Entries shown
━━━━
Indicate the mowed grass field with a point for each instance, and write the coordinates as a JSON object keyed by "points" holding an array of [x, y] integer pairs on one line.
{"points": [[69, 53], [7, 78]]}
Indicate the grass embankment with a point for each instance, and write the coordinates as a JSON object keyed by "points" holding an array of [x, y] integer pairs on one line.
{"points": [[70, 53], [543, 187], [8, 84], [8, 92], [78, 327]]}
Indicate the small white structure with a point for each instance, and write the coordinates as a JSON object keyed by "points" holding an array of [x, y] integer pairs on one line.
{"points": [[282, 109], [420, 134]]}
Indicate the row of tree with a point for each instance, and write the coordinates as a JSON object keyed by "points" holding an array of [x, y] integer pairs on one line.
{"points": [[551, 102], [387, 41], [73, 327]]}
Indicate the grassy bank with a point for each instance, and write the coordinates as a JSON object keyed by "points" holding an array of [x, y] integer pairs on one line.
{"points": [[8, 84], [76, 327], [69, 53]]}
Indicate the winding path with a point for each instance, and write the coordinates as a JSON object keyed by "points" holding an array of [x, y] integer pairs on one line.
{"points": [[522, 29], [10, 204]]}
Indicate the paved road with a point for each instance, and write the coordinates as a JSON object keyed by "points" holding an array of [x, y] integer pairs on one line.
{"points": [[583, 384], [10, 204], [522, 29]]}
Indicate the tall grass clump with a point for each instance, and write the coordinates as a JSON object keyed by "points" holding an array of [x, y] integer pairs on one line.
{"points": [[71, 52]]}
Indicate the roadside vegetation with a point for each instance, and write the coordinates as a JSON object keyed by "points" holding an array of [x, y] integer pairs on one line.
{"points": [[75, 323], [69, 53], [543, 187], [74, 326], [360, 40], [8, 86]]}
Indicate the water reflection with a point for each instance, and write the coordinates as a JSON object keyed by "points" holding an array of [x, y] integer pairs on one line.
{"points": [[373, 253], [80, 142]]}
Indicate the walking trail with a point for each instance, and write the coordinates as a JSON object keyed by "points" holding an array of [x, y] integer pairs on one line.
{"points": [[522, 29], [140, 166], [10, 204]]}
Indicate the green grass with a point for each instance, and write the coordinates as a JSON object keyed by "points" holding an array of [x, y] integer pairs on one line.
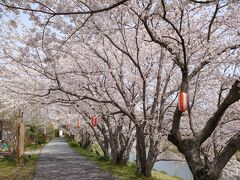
{"points": [[7, 168], [31, 147], [124, 172], [25, 170]]}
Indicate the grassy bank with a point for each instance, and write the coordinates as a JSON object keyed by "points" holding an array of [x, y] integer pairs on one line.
{"points": [[26, 168], [25, 171], [125, 172]]}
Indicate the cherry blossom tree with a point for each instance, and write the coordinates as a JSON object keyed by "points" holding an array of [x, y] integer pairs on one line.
{"points": [[129, 60]]}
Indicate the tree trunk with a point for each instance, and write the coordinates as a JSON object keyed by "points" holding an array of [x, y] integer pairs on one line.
{"points": [[141, 151]]}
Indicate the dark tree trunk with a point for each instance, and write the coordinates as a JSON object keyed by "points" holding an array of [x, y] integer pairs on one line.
{"points": [[141, 151]]}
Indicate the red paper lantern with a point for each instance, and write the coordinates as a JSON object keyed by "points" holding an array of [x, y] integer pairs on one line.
{"points": [[94, 121], [78, 124], [182, 101]]}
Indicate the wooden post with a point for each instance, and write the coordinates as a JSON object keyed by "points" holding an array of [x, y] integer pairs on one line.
{"points": [[1, 129], [20, 136]]}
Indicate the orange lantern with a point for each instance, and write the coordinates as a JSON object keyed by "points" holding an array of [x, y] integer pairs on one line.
{"points": [[78, 124], [94, 121], [182, 101]]}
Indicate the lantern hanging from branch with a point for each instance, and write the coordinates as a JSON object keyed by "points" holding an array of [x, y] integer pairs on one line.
{"points": [[78, 124], [182, 101], [94, 121]]}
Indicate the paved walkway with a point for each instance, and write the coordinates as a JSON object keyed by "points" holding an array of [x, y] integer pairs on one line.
{"points": [[59, 162]]}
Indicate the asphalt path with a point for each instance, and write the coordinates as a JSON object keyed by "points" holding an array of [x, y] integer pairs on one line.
{"points": [[59, 162]]}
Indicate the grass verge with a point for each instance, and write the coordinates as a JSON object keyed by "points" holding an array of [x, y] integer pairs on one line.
{"points": [[24, 171], [124, 172]]}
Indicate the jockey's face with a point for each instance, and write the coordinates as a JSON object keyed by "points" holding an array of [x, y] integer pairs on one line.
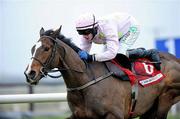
{"points": [[88, 37]]}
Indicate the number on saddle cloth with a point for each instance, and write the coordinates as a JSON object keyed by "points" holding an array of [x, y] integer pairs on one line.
{"points": [[151, 54], [120, 66]]}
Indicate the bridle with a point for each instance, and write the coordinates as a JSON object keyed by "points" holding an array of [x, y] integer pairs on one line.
{"points": [[45, 70]]}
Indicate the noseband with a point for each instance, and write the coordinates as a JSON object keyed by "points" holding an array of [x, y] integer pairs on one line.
{"points": [[44, 70]]}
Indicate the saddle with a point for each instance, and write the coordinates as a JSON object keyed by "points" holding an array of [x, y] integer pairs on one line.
{"points": [[141, 70]]}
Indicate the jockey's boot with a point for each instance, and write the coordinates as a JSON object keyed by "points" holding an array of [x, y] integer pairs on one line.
{"points": [[151, 54], [154, 57]]}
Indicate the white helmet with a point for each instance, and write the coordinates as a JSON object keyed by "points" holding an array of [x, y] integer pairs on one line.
{"points": [[86, 21]]}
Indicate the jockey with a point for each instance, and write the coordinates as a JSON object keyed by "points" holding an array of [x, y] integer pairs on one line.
{"points": [[118, 32]]}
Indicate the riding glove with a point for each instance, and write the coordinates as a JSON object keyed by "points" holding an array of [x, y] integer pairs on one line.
{"points": [[85, 56]]}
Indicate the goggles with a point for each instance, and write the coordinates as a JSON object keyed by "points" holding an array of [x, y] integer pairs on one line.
{"points": [[85, 32]]}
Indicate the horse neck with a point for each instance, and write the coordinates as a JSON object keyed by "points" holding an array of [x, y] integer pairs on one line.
{"points": [[76, 73]]}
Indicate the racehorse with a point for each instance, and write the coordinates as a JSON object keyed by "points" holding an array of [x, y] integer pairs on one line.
{"points": [[106, 97]]}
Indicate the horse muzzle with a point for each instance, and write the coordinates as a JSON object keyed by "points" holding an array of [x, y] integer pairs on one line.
{"points": [[32, 78]]}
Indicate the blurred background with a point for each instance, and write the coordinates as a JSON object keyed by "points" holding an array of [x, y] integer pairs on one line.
{"points": [[21, 21]]}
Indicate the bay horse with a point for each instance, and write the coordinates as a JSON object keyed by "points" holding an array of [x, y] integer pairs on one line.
{"points": [[107, 97]]}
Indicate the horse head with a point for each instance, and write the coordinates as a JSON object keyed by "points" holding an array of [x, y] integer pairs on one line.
{"points": [[43, 56], [51, 51]]}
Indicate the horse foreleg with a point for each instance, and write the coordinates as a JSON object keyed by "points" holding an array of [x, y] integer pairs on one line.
{"points": [[151, 113]]}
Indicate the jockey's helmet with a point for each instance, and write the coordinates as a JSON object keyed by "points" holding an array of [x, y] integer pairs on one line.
{"points": [[86, 24]]}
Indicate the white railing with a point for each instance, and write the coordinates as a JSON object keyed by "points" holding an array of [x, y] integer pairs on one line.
{"points": [[30, 98]]}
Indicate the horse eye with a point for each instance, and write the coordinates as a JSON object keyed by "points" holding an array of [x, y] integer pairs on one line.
{"points": [[46, 49]]}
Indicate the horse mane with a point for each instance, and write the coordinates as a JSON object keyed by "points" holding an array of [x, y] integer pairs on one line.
{"points": [[69, 42], [61, 37]]}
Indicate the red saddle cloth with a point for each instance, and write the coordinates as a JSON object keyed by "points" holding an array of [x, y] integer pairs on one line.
{"points": [[146, 73]]}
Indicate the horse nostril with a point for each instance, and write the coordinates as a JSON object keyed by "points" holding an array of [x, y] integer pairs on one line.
{"points": [[32, 74]]}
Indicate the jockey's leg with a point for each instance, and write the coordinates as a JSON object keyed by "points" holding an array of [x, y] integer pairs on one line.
{"points": [[151, 54]]}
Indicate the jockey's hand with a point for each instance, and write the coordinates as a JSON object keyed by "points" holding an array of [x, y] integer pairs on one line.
{"points": [[85, 56]]}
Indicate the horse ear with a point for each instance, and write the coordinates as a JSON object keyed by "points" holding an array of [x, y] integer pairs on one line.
{"points": [[60, 28], [58, 31], [41, 31]]}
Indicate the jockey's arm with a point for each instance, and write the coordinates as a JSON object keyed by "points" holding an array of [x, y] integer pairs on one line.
{"points": [[112, 42], [85, 45], [112, 47]]}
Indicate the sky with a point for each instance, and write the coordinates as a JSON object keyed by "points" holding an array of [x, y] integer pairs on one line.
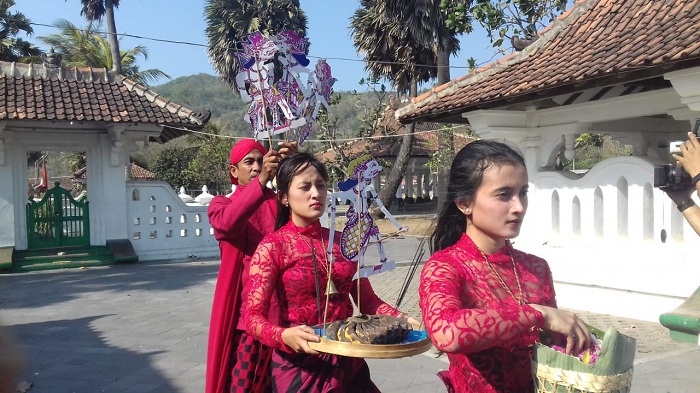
{"points": [[183, 21]]}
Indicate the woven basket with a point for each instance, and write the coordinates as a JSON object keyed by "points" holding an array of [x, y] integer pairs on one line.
{"points": [[555, 372]]}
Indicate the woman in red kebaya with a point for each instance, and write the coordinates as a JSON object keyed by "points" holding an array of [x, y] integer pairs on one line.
{"points": [[292, 264], [484, 302]]}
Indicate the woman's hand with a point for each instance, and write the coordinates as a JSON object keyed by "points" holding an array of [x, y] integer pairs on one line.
{"points": [[298, 338], [409, 319], [578, 337]]}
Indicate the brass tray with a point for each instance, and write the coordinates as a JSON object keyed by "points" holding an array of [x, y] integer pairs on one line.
{"points": [[416, 343]]}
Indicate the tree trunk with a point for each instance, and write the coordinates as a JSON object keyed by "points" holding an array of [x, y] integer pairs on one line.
{"points": [[112, 37], [388, 193], [446, 145]]}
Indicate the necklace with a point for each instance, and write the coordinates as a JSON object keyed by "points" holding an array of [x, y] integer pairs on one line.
{"points": [[325, 267], [520, 300]]}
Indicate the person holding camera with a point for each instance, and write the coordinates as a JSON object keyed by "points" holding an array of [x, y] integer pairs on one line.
{"points": [[689, 159]]}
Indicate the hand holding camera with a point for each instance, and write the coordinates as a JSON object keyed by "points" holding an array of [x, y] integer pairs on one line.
{"points": [[689, 156], [686, 173], [680, 181]]}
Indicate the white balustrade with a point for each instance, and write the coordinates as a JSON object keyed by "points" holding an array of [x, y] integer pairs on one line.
{"points": [[162, 226]]}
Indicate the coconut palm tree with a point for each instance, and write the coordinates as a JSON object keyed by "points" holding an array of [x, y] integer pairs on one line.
{"points": [[94, 11], [230, 21], [89, 48], [399, 42], [428, 23], [13, 24]]}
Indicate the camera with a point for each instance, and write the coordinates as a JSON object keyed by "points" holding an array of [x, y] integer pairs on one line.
{"points": [[671, 176]]}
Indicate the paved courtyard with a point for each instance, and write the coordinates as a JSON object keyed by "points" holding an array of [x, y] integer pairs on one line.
{"points": [[143, 328]]}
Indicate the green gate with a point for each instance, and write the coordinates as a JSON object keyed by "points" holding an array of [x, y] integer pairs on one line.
{"points": [[58, 220]]}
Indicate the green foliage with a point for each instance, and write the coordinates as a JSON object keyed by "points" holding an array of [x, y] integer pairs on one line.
{"points": [[442, 158], [594, 148], [89, 47], [365, 109], [204, 91], [210, 166], [171, 166], [502, 19], [392, 50], [230, 21], [12, 24]]}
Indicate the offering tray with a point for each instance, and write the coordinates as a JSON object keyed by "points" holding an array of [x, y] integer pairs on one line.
{"points": [[417, 342]]}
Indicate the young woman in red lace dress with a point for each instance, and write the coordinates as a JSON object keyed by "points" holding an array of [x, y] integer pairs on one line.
━━━━
Task details
Exactly reproduce the lines beginning with the one that contains "Indicate the offering" and ending with the last line of the material, both included. Leave out everything else.

Output
Indicate the offering tray with a point for each instance, and write the coordinates as a JSON object keyed by "points" holding an array of [x, y] integer pairs on one line.
{"points": [[417, 342]]}
Indicate the young woman in red lace dress with a point for each instance, and write the coordinates as a JSON object keyed by "points" holding an array of [x, y] integer pairs on one line.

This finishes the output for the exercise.